### REQUIRED ACTION A:
Please copy out the rows below word for word, everything from the first row down to the line containing "positive clicks: (87, 39) (57, 39) (95, 69)".

### DOCUMENT SECTION:
--------

The Old UAE Agency Law heavily favored UAE national commercial agents by making it difficult for foreign principals to terminate their services and providing various compensation options. In contrast, the New Agency Law aims to address this imbalance by granting parties greater flexibility to establish enforceable commercial terms through contractual agreements. Although it remains to be seen how the New UAE Agency Law will function in practice, its clear intention is promising and aligns with the UAE’s broader legislative efforts to enhance its appeal as a competitive and attractive foreign investment destination.
The New UAE Agency Law has significantly broadened the scope of its application, covering all manner of distribution, reseller and sales representation arrangements for goods or services. Although the law refers to commercial “agencies,” it should be construed to cover that broader set of arrangements.
Contractual Termination Rights
One of the key changes under the New Agency Law is the recognition and upholding of contractually agreed termination rights. This includes the express recognition of contract expiry as a termination event and the right of parties to contractually agree other termination events, such as termination at will. Under the previous Old Agency Law, provisions in agency contracts around term and termination were not enforceable, and only limited grounds for termination were recognized.
Arbitration as a Dispute Resolution Mechanism
Another significant change is the introduction of arbitration as an available dispute resolution mechanism, including arbitration seated outside the UAE. Previously, all commercial agency disputes fell under the exclusive jurisdiction of the commercial agencies committee initially, and then the UAE courts.
Continuation of Product Importation during Dispute
The New UAE Agency Law also provides a route for products to continue to be permitted for import into the UAE, either directly or through a third party, during an ongoing dispute between the principal and the agent. Previously, supply could be effectively blocked until any dispute with an agent had been finally settled, significantly skewing the bargaining power in favor of the agent.

--------

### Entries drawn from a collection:

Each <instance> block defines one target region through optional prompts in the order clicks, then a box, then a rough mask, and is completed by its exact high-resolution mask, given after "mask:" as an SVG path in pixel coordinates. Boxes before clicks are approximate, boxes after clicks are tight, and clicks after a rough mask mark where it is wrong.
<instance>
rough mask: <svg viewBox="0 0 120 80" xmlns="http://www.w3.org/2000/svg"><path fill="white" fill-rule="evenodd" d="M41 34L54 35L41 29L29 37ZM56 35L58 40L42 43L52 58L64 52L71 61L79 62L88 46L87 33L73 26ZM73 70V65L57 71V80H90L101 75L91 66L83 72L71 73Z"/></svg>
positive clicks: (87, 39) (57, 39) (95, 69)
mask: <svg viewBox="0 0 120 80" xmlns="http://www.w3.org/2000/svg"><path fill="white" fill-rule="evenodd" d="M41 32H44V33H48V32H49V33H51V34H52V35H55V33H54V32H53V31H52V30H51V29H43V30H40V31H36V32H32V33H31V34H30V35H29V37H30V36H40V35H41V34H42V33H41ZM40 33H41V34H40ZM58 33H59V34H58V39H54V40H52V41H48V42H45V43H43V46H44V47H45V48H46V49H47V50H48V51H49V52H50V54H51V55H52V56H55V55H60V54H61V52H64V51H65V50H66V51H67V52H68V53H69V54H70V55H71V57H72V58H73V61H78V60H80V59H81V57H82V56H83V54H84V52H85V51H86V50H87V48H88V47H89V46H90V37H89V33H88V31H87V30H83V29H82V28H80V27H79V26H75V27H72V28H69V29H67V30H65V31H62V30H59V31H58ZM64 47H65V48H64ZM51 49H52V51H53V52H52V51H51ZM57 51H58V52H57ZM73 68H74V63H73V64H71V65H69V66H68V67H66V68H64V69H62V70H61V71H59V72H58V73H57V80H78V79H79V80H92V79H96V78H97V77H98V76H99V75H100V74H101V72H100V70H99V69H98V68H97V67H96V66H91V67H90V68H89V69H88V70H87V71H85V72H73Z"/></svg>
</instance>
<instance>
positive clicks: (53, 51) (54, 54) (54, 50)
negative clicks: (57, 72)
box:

--------

### REQUIRED ACTION B:
Pick up the passage on the New UAE Agency Law after its last sentence and keep writing it.

### ANSWER SPACE A:
Each <instance> block defines one target region through optional prompts in the order clicks, then a box, then a rough mask, and is completed by its exact high-resolution mask, given after "mask:" as an SVG path in pixel coordinates. Boxes before clicks are approximate, boxes after clicks are tight, and clicks after a rough mask mark where it is wrong.
<instance>
rough mask: <svg viewBox="0 0 120 80" xmlns="http://www.w3.org/2000/svg"><path fill="white" fill-rule="evenodd" d="M41 34L54 35L41 29L29 37ZM56 35L58 40L42 43L52 58L64 52L71 61L79 62L88 46L87 33L73 26ZM73 70V65L57 71V80H90L101 75L91 66L83 72L71 73Z"/></svg>
positive clicks: (87, 39) (57, 39) (95, 69)

### ANSWER SPACE B:
Transfer of Assets on Termination
On termination of a commercial agency, the New UAE Agency Law provides for the transfer of assets of the old agent that are subject to the commercial agency to be transferred to the principal or the new agent at fair value.
Administrative and Process Improvements
The New UAE Agency Law has also implemented administrative and process improvements in respect of registration and de-registration of commercial agencies.
Notable Provisions for Agents
Some notable protections for agents have been retained in the New UAE Agency Law, including commercial agents’ right to commission in respect of parallel imports and compensation payments on unilateral termination by a principal.
The New UAE Agency Law has made significant changes in terms of contract termination rights, dispute resolution mechanisms, continuation of product importation during dispute, transfer of assets on termination, and administrative and process improvements. Notable provisions for agents have also been retained. While some provisions require further clarification, the overall changes aim to provide a more balanced and equitable regulatory framework for commercial agency arrangements in the UAE.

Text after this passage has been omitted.